▶ Task description:
Can you copy out every line, beginning at the line that has "the form [0,302]." and stopping after the final line of the records, with each coordinate in the answers multiplied by 2.45 and rounded to a whole number, halves rounded up? Leave all numbers outside the answers as they are.

▶ Position annotation records:
+---+
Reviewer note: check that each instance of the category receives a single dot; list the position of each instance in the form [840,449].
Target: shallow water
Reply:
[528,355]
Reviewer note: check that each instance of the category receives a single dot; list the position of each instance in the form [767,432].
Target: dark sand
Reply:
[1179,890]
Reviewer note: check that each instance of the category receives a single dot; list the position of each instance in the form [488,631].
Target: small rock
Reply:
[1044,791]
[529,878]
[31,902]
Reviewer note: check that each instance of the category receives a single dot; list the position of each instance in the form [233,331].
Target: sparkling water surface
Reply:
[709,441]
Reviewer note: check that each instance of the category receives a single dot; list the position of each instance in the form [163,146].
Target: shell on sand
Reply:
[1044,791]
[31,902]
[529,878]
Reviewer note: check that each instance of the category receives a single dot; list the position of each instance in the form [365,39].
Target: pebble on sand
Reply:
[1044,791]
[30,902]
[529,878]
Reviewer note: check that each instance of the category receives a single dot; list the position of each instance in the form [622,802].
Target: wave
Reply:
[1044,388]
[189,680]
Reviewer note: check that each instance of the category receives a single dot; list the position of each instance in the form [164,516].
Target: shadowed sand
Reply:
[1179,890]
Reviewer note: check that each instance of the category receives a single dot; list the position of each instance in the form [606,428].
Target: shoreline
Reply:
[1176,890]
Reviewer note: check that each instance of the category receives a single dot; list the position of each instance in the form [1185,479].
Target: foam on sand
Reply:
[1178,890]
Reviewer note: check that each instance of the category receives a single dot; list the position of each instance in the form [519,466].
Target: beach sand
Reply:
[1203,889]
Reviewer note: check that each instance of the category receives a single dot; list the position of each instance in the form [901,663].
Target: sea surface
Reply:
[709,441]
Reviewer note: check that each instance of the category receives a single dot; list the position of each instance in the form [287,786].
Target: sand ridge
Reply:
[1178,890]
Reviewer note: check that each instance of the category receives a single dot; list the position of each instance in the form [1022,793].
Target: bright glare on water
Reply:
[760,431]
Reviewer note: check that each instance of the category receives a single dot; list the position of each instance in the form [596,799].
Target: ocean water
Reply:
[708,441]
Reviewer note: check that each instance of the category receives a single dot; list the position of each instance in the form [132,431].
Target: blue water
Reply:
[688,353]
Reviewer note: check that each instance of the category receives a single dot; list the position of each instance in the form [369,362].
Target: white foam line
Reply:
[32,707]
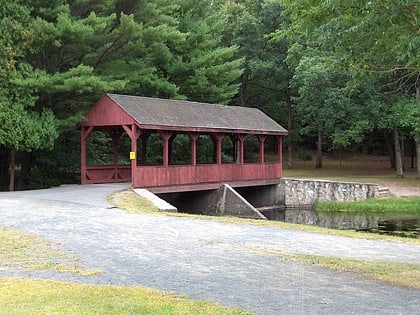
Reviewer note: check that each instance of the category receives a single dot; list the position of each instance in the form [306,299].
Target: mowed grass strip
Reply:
[407,275]
[389,206]
[25,296]
[402,274]
[30,252]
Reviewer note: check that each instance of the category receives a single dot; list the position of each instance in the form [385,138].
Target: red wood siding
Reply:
[107,113]
[107,174]
[156,176]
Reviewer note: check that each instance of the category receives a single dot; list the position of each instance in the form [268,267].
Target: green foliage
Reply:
[372,206]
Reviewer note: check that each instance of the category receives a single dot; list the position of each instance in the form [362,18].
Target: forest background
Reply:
[339,75]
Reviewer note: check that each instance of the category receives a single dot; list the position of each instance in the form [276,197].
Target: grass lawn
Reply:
[389,206]
[26,296]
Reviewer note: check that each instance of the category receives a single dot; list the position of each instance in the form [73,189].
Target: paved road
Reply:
[203,258]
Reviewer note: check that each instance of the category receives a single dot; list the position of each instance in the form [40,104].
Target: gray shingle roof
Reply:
[184,114]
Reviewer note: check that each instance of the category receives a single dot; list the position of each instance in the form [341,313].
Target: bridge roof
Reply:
[186,115]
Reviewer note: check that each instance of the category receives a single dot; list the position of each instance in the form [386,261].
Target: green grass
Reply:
[407,275]
[30,252]
[389,206]
[24,296]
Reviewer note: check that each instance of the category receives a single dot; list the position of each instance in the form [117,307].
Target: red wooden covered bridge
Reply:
[240,146]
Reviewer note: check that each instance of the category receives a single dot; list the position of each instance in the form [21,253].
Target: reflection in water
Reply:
[406,226]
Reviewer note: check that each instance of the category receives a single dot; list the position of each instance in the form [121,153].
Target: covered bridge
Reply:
[176,145]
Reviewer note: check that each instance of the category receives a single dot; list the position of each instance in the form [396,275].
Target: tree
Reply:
[265,80]
[322,104]
[358,33]
[22,127]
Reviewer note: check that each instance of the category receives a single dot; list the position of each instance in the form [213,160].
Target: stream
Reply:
[404,225]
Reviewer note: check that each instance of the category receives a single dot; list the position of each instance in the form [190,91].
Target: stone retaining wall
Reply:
[301,192]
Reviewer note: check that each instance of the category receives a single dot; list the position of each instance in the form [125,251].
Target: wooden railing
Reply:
[96,174]
[156,176]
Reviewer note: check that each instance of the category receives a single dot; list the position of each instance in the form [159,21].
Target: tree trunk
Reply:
[289,128]
[242,88]
[12,167]
[398,157]
[318,163]
[389,148]
[26,162]
[417,135]
[417,140]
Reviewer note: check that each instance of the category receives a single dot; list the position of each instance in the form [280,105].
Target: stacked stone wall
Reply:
[304,192]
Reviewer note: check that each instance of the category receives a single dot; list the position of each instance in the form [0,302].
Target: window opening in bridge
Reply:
[154,149]
[228,150]
[124,148]
[180,149]
[251,149]
[271,149]
[99,149]
[205,150]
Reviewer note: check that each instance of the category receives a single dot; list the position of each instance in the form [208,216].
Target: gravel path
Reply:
[205,259]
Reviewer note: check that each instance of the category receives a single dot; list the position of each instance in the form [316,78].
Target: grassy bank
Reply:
[407,275]
[389,206]
[29,252]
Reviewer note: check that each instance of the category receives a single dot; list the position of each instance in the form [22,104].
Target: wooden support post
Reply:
[193,138]
[134,133]
[115,135]
[280,148]
[261,138]
[84,134]
[217,139]
[240,139]
[165,135]
[144,139]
+---+
▶ Finished exercise:
Reviewer note: check that each instance of the category receives a single dot; list the position of each instance in the form [0,302].
Target: window opening in bridge
Reply:
[377,365]
[559,368]
[304,363]
[441,365]
[615,365]
[664,365]
[243,365]
[502,368]
Reviewer note: check that each instance of the category receives a single dot; list the position of each instance in the form [208,216].
Target: gravel path
Reply:
[502,635]
Reviewer note: check that each instance of the category receives a single dot; list the position of each instance in the form [316,78].
Target: grassy bank
Reply:
[997,674]
[953,505]
[71,617]
Reviewer note: check that each instance of the category receives a single dot; list the position of each instance in the form [22,104].
Target: wooden support post
Reply:
[473,338]
[328,326]
[282,331]
[686,363]
[639,338]
[206,328]
[532,341]
[588,341]
[404,331]
[353,341]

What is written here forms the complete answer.